> WORK TO COMPLETE: In the Angle VaultManager documentation, why would liquidationSurcharge be set to 98% for a 2% liquidation fee?

> DOCUMENT EXTRACT:

The VaultManager contract is the main contract of Angle Borrowing Module. It is one of the only user-facing contracts. This contract allows people to deposit collateral and open up loans of a given AgToken. It handles all the loan logic (fees and interest rate) as well as the liquidation logic.
There is one VaultManager contract per collateral type for a given stablecoin. You may have for instance two different VaultManager contract for ETH as a collateral, with for instance two different set of parameters.
This contract is also a standard NFT contract on the ERC721MetadataUpgradeable standard. Vaults (name of the tokens in this contract) are non fungible, but they can be transferred from one address to another, you can also approve another address to interact with you vault or simply check the number of vaults you own.

2. Contract Details

Interfaces

Implements IERC721MetadataUpgradeable, IVaultManager, ReentrancyGuardUpgradeable and Initializable. This contract is upgradeable. This contract implements a version of ERC721Permit which allows to grant allowance to an address for an ensemble of vautlts through a permit signature.

References

  • treasury: Reference to the Treasury contract associated to this VaultManager
  • collateral: Reference to the collateral handled by this VaultManager
  • stablecoin: Stablecoin handled by this contract. Another VaultManager contract could have the same rights as this VaultManager on the stablecoin contract
  • oracle: Oracle contract to get access to the price of the collateral with respect to the stablecoin
  • veBoostProxy: Reference to the contract which computes adjusted veANGLE balances for liquidators boosts

Parameters

  • dust: Minimum amount of debt a vault can have
  • _dustCollateral: Minimum amount of collateral (in stablecoin value) that can be left in a vault during a liquidation where the health factor function is decreasing
  • debtCeiling: Maximum amount of stablecoins that can be issued with this contract
  • xLiquidationBoost, yLiquidationBoost: Threshold veANGLE balance values and value of the boost for liquidators at these threshold values: the length of these arrays should be 2
  • collateralFactor: Encodes the maximum ratio stablecoin/collateral a vault can have before being liquidated. It's what determines the minimum collateral ratio of a position
  • targetHealthFactor: Maximum Health factor at which a vault can end up after a liquidation (unless it's fully liquidated)
  • borrowFee: Upfront fee taken when borrowing stablecoins
  • repayFee: Fee taken when repaying a stablecoin debt
  • interestRate: Per second interest taken to borrowers taking agToken loans
  • liquidationSurcharge: Fee taken by the protocol during a liquidation. Technically, this value is not the fee per se, it's 1 - fee. For instance for a 2% fee, liquidationSurcharge should be 98%.
  • maxLiquidationDiscount: Maximum discount given to liquidators
  • whitelistingActivated: Whether whitelisting is required to own a vault or not
  • paused: Whether the contract is paused or not

Variables

  • lastInterestAccumulatorUpdated: Timestamp at which the interestAccumulator was updated
  • interestAccumulator: Keeps track of the interest that should accrue to the protocol. The stored value is not necessarily the true value: this one is recomputed every time an action takes place within the protocol.

> INFORMATION SHOWN:

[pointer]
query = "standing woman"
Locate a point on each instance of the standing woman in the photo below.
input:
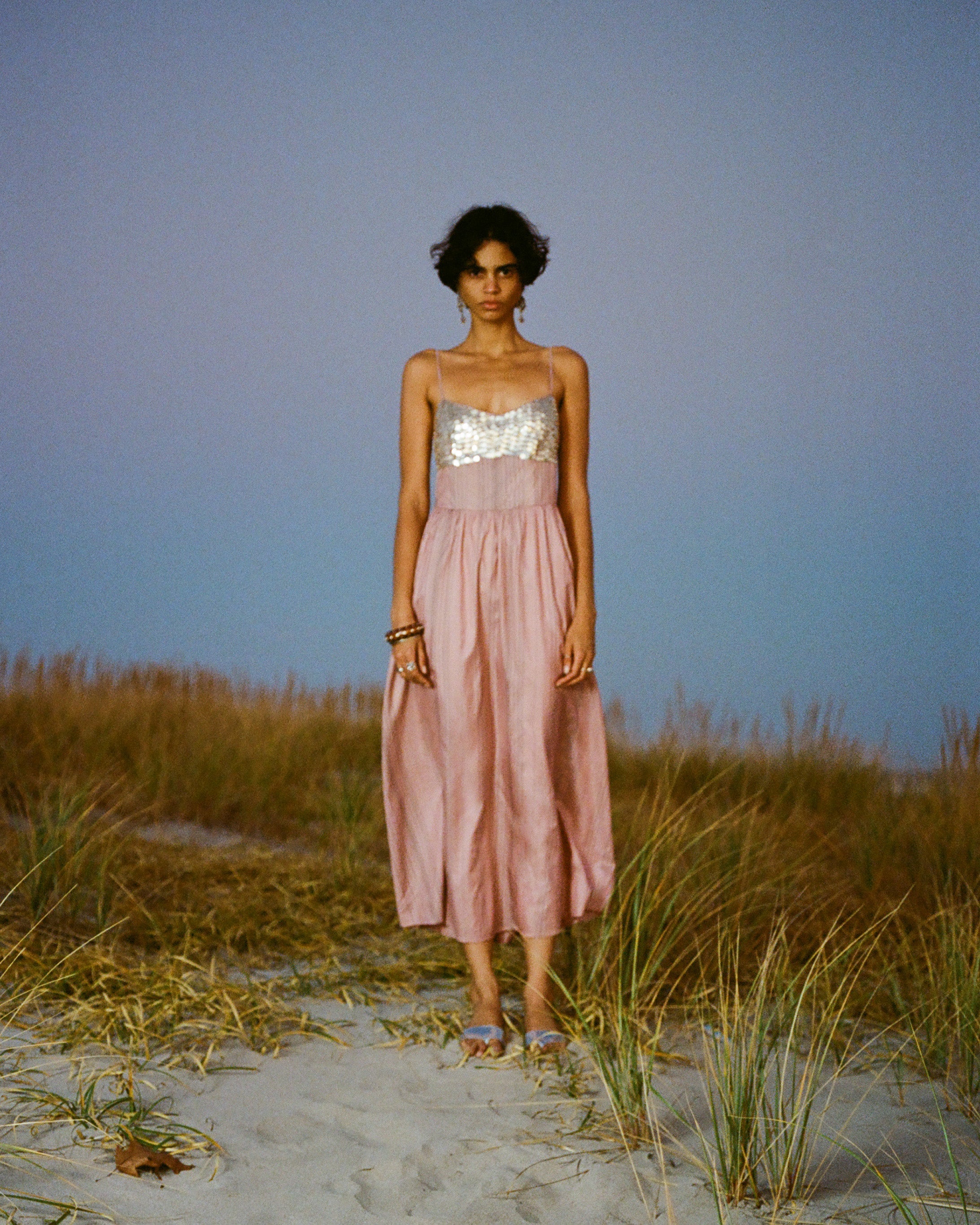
(497, 788)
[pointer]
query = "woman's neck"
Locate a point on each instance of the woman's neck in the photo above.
(494, 340)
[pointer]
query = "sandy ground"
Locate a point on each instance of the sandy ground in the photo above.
(368, 1134)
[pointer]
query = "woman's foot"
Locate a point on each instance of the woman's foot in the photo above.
(481, 1037)
(540, 1025)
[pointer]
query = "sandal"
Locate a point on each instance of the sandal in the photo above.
(547, 1040)
(487, 1034)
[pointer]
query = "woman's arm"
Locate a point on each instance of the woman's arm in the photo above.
(574, 504)
(413, 508)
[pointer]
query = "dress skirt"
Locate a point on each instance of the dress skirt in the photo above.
(497, 786)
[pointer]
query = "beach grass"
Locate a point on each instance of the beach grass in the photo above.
(782, 892)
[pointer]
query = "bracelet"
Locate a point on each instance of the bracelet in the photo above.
(405, 631)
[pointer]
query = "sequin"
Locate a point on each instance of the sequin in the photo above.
(466, 435)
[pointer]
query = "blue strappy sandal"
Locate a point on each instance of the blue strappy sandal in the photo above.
(484, 1034)
(547, 1040)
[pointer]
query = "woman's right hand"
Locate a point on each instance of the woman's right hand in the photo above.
(412, 660)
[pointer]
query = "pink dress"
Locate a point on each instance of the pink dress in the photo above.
(497, 787)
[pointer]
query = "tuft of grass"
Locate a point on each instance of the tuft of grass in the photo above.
(935, 988)
(68, 848)
(772, 1056)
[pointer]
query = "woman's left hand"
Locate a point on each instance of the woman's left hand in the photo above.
(579, 651)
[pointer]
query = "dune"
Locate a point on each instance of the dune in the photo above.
(369, 1132)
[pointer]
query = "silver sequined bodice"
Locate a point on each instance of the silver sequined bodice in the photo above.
(465, 435)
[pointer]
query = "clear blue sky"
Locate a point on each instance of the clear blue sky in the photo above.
(215, 222)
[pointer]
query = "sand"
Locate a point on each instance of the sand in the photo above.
(369, 1134)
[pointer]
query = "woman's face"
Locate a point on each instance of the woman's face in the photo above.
(490, 287)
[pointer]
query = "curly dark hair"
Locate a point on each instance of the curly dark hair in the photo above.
(478, 226)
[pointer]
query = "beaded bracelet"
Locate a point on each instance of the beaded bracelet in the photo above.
(405, 631)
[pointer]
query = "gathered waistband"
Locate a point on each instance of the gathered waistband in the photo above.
(499, 484)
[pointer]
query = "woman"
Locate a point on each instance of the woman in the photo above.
(497, 791)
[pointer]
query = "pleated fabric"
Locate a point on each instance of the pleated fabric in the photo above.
(497, 787)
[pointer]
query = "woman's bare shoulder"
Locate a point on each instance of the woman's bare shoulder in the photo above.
(567, 362)
(423, 363)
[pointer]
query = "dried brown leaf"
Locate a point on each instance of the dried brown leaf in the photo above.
(138, 1157)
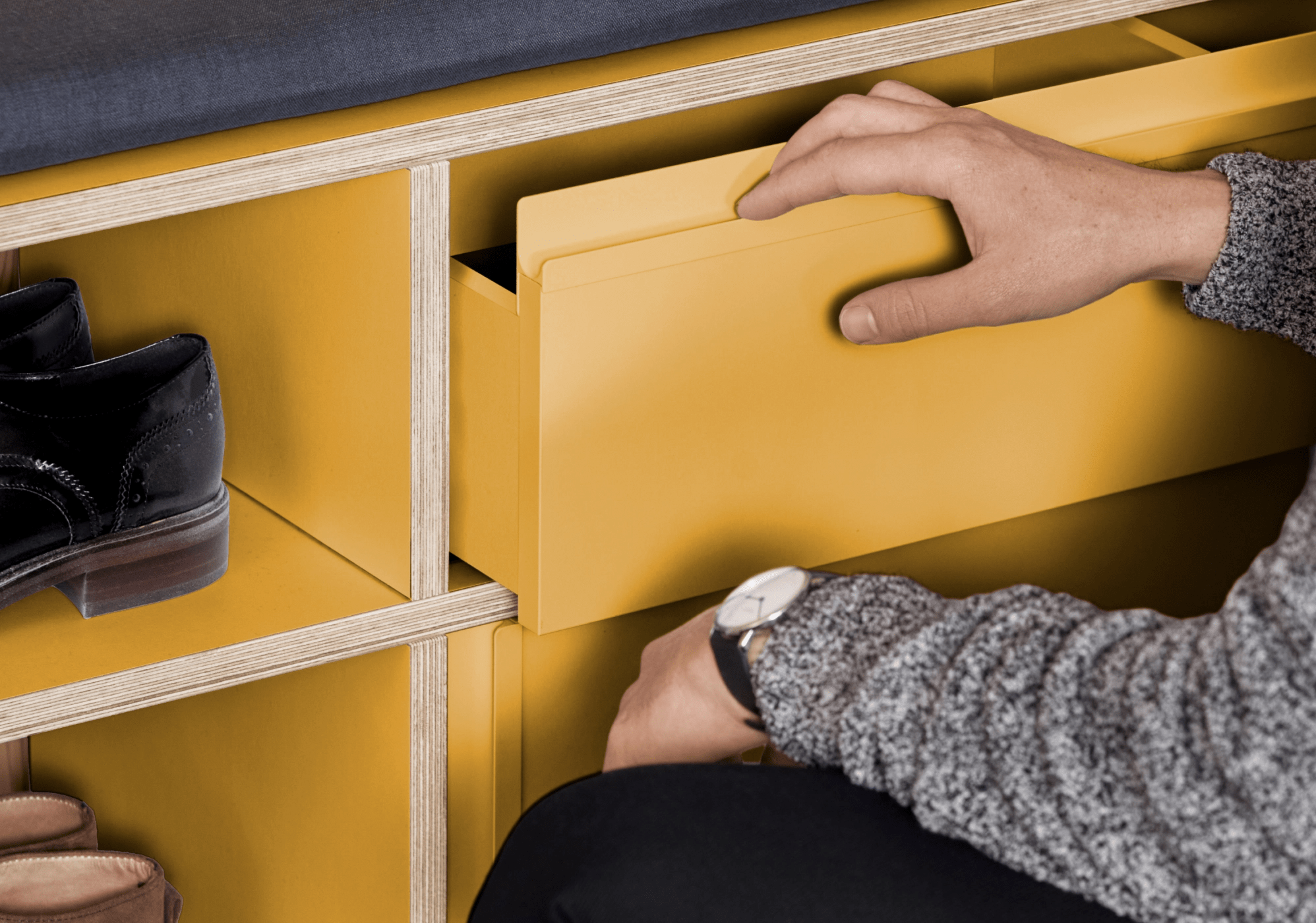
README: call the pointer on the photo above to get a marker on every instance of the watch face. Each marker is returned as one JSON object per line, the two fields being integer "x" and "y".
{"x": 760, "y": 598}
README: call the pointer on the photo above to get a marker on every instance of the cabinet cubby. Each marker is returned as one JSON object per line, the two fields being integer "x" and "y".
{"x": 281, "y": 801}
{"x": 272, "y": 739}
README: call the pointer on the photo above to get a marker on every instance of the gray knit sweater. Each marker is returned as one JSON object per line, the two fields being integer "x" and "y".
{"x": 1165, "y": 768}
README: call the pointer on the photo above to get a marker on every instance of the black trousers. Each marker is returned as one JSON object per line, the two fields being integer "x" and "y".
{"x": 762, "y": 845}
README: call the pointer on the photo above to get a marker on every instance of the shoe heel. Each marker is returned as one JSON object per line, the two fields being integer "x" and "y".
{"x": 166, "y": 560}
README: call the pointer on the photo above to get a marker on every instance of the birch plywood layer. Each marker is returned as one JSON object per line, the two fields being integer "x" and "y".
{"x": 236, "y": 664}
{"x": 551, "y": 116}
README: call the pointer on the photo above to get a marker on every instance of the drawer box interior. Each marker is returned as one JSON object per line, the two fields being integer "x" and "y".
{"x": 686, "y": 413}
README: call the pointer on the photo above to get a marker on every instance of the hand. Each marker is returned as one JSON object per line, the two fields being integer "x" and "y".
{"x": 679, "y": 710}
{"x": 1050, "y": 228}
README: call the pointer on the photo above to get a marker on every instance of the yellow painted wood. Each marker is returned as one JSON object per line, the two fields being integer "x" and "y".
{"x": 690, "y": 414}
{"x": 471, "y": 750}
{"x": 280, "y": 578}
{"x": 306, "y": 299}
{"x": 286, "y": 133}
{"x": 483, "y": 423}
{"x": 486, "y": 187}
{"x": 1176, "y": 547}
{"x": 1083, "y": 54}
{"x": 1236, "y": 95}
{"x": 282, "y": 801}
{"x": 507, "y": 729}
{"x": 1226, "y": 24}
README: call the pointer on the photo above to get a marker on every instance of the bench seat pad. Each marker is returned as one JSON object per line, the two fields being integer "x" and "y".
{"x": 80, "y": 78}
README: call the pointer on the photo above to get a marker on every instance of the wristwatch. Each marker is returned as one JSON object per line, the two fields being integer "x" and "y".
{"x": 745, "y": 620}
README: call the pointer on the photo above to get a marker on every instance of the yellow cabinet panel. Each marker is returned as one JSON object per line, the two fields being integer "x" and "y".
{"x": 688, "y": 413}
{"x": 281, "y": 801}
{"x": 306, "y": 299}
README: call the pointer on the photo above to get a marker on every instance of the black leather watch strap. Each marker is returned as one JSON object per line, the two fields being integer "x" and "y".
{"x": 731, "y": 664}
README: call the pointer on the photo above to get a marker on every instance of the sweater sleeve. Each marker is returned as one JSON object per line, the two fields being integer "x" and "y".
{"x": 1165, "y": 768}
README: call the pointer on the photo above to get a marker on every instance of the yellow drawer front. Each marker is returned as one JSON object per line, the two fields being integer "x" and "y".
{"x": 688, "y": 413}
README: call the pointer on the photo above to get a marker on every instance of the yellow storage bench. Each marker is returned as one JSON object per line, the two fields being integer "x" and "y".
{"x": 666, "y": 405}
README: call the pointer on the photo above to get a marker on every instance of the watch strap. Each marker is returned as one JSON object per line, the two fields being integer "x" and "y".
{"x": 734, "y": 669}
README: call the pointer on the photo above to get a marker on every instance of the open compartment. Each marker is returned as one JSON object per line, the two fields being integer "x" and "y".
{"x": 676, "y": 371}
{"x": 306, "y": 301}
{"x": 535, "y": 710}
{"x": 282, "y": 801}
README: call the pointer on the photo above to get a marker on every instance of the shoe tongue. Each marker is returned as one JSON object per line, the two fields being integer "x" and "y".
{"x": 30, "y": 818}
{"x": 59, "y": 883}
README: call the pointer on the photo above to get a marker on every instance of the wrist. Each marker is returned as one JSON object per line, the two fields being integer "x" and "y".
{"x": 1189, "y": 224}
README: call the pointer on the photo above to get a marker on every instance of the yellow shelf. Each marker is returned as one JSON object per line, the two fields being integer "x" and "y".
{"x": 280, "y": 578}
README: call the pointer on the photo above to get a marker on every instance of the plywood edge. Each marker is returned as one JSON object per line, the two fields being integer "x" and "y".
{"x": 429, "y": 367}
{"x": 1169, "y": 98}
{"x": 248, "y": 661}
{"x": 429, "y": 780}
{"x": 113, "y": 206}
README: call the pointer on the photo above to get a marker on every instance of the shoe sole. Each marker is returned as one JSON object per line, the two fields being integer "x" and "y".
{"x": 132, "y": 568}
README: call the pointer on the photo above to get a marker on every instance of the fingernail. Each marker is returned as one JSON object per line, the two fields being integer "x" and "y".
{"x": 857, "y": 323}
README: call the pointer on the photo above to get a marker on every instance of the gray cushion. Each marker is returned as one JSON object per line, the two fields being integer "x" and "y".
{"x": 80, "y": 78}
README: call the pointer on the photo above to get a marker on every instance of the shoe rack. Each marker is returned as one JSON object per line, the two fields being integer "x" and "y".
{"x": 351, "y": 719}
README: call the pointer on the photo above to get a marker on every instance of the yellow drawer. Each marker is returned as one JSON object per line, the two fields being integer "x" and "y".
{"x": 667, "y": 406}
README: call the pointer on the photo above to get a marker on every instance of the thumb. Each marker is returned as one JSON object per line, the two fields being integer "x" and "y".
{"x": 972, "y": 295}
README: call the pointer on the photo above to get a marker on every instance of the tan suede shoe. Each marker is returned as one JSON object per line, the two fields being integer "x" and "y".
{"x": 45, "y": 822}
{"x": 86, "y": 887}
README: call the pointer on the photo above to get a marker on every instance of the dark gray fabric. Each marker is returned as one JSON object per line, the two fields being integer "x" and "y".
{"x": 80, "y": 78}
{"x": 1165, "y": 768}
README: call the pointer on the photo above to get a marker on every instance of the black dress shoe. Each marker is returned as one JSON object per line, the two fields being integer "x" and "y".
{"x": 109, "y": 478}
{"x": 44, "y": 327}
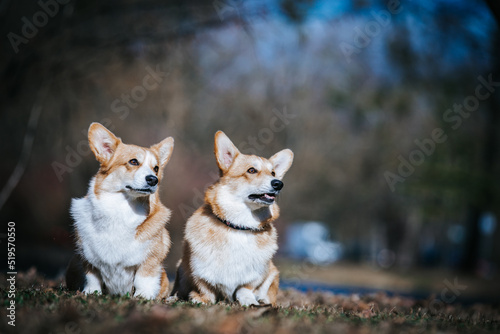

> EXERCISE SOLUTION: The liquidationSurcharge parameter doesn't hold the fee itself. It holds 1 minus the fee, so a 2% fee is entered as 1 − 0.02, or 98%.